**抽出した情報:**

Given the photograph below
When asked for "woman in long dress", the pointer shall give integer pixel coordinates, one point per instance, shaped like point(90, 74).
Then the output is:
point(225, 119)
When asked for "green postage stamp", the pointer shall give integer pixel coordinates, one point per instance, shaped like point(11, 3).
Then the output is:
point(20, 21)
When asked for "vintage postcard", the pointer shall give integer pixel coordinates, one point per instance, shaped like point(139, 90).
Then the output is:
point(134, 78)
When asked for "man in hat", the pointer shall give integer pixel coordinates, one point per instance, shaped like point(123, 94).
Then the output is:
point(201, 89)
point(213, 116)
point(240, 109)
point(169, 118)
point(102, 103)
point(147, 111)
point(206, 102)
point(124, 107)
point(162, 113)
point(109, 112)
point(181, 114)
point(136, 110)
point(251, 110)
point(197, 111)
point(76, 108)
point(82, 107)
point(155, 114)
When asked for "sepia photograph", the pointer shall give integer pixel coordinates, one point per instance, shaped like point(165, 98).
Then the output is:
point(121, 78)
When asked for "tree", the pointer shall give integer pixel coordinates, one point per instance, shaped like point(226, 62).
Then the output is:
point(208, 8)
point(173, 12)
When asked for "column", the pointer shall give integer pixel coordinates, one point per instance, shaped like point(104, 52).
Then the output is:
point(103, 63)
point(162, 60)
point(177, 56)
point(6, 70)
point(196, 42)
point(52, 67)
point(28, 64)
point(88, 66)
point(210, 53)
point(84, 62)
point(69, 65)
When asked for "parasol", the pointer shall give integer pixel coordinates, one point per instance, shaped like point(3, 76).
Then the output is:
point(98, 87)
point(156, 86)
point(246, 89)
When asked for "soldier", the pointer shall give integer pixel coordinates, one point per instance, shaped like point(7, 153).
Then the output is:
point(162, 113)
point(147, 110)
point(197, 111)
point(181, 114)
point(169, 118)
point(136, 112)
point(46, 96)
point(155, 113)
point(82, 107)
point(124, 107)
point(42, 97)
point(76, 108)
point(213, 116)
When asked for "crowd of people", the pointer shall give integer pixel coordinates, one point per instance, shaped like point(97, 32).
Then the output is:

**与えられた指示:** 「like point(226, 62).」を含む行（その行も含む）から記録の最後の行までを、「parasol」を「umbrella」に置き換えて書き直せ。それ以外の部分は一切変えないこと。

**解答例:**
When asked for "tree", the pointer shall give integer pixel coordinates, one point per instance, shaped like point(226, 62).
Then the output is:
point(208, 8)
point(173, 12)
When asked for "column", the pointer shall give integer pixel coordinates, one point per instance, shaped like point(104, 52).
Then the output is:
point(103, 63)
point(162, 60)
point(177, 56)
point(6, 70)
point(196, 42)
point(52, 67)
point(28, 64)
point(88, 66)
point(210, 53)
point(84, 62)
point(69, 65)
When asked for "umbrella", the pointer shall give integer pixel coordinates, one point per instance, shaped like point(3, 76).
Then the output is:
point(98, 87)
point(156, 86)
point(246, 89)
When asked for "soldier", the pointer shall give integer pixel coordinates, one point per instance, shaped like point(7, 153).
Then the output is:
point(162, 113)
point(147, 110)
point(197, 111)
point(181, 114)
point(169, 118)
point(136, 112)
point(46, 96)
point(155, 113)
point(82, 107)
point(124, 107)
point(42, 97)
point(76, 108)
point(213, 116)
When asked for "crowd of people", the pointer shall give integer pixel coordinates, one point per instance, shaped like point(97, 32).
Then the output is:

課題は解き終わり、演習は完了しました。